• [Request] Convert the listing below into a JSON array of strings, one string per line, omitting blank lines.

• [Material for this exercise]
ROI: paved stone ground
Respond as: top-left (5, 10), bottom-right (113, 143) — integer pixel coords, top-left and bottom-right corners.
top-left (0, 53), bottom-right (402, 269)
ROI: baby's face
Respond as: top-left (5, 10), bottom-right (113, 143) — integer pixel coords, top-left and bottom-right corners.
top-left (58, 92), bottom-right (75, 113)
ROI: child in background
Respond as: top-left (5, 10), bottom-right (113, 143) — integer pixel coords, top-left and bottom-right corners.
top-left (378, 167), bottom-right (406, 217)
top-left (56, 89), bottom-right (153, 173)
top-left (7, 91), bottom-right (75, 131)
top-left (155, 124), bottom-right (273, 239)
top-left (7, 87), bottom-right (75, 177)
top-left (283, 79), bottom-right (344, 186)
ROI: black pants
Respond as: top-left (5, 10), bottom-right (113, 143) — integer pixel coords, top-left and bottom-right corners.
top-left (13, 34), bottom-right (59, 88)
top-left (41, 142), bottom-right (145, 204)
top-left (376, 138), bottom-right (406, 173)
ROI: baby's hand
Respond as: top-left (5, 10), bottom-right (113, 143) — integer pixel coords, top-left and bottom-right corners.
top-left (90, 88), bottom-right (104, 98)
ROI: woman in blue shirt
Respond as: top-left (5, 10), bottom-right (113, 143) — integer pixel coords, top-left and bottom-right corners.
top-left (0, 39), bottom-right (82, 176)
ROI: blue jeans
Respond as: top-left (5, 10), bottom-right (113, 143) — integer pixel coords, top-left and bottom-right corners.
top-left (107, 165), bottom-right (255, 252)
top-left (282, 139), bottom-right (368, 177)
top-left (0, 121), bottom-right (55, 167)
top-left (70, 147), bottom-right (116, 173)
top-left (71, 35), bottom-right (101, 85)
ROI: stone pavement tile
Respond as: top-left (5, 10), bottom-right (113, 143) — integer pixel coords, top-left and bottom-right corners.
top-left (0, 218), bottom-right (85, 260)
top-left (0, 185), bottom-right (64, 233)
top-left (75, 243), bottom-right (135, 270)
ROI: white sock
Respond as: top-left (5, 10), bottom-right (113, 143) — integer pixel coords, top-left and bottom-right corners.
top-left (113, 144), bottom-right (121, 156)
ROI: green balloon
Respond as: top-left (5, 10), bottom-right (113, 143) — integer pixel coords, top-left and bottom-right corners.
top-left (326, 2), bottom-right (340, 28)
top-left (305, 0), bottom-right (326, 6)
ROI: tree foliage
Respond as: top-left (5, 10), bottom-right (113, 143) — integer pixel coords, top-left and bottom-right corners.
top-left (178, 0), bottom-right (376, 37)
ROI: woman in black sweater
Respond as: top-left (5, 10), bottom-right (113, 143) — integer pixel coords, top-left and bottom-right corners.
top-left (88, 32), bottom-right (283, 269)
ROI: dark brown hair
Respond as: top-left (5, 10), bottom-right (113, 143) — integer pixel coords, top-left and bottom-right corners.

• [Output of the exercise]
[
  "ROI: paved stone ground",
  "Respond as: top-left (5, 10), bottom-right (113, 143) — integer pixel coords, top-left and bottom-right corners.",
  "top-left (0, 53), bottom-right (402, 269)",
  "ROI: baby's face",
  "Respond as: top-left (5, 10), bottom-right (113, 143) — integer pixel coords, top-left and bottom-right corners.",
  "top-left (58, 92), bottom-right (75, 113)",
  "ROI: child in background",
  "Respond as: top-left (5, 10), bottom-right (113, 143) — integer pixel coords, top-left and bottom-right corners.",
  "top-left (378, 167), bottom-right (406, 217)",
  "top-left (56, 89), bottom-right (153, 173)",
  "top-left (7, 91), bottom-right (75, 131)",
  "top-left (155, 124), bottom-right (273, 239)",
  "top-left (7, 87), bottom-right (75, 177)",
  "top-left (283, 79), bottom-right (344, 186)",
  "ROI: black pants",
  "Respond as: top-left (5, 10), bottom-right (113, 143) — integer pixel coords, top-left and bottom-right corners.",
  "top-left (13, 34), bottom-right (59, 88)",
  "top-left (41, 142), bottom-right (145, 204)",
  "top-left (376, 138), bottom-right (406, 173)",
  "ROI: baby's hand",
  "Respond as: top-left (5, 10), bottom-right (113, 143) — integer pixel coords, top-left and bottom-right corners.",
  "top-left (90, 88), bottom-right (104, 98)",
  "ROI: woman in blue shirt",
  "Respond as: top-left (5, 10), bottom-right (113, 143) — integer pixel coords, top-left and bottom-right corners.",
  "top-left (0, 39), bottom-right (82, 176)",
  "ROI: blue jeans",
  "Respond as: top-left (5, 10), bottom-right (113, 143) — integer pixel coords, top-left and bottom-right corners.",
  "top-left (107, 165), bottom-right (255, 252)",
  "top-left (282, 139), bottom-right (368, 177)",
  "top-left (0, 121), bottom-right (55, 167)",
  "top-left (70, 147), bottom-right (116, 173)",
  "top-left (71, 35), bottom-right (101, 85)",
  "ROI: stone pavement tile",
  "Respond as: top-left (5, 10), bottom-right (113, 143) — integer pixel coords, top-left and bottom-right corners.",
  "top-left (0, 218), bottom-right (85, 260)",
  "top-left (0, 185), bottom-right (64, 233)",
  "top-left (75, 243), bottom-right (135, 270)",
  "ROI: white sock",
  "Respond as: top-left (5, 10), bottom-right (113, 143) — integer pixel coords, top-left and bottom-right corners.",
  "top-left (113, 144), bottom-right (121, 156)",
  "ROI: green balloon",
  "Respond as: top-left (5, 10), bottom-right (113, 143) — integer pixel coords, top-left and bottom-right corners.",
  "top-left (326, 2), bottom-right (340, 28)",
  "top-left (305, 0), bottom-right (326, 6)",
  "ROI: tree foliage",
  "Respond as: top-left (5, 10), bottom-right (113, 143) — integer pixel coords, top-left and bottom-right corners.",
  "top-left (178, 0), bottom-right (376, 37)",
  "ROI: woman in black sweater",
  "Respond as: top-left (5, 10), bottom-right (113, 143) — integer pixel coords, top-left and bottom-right corners.",
  "top-left (88, 32), bottom-right (283, 269)",
  "ROI: dark brown hair",
  "Respond as: top-left (5, 10), bottom-right (113, 143) — integer pixel coords, top-left and bottom-right corners."
]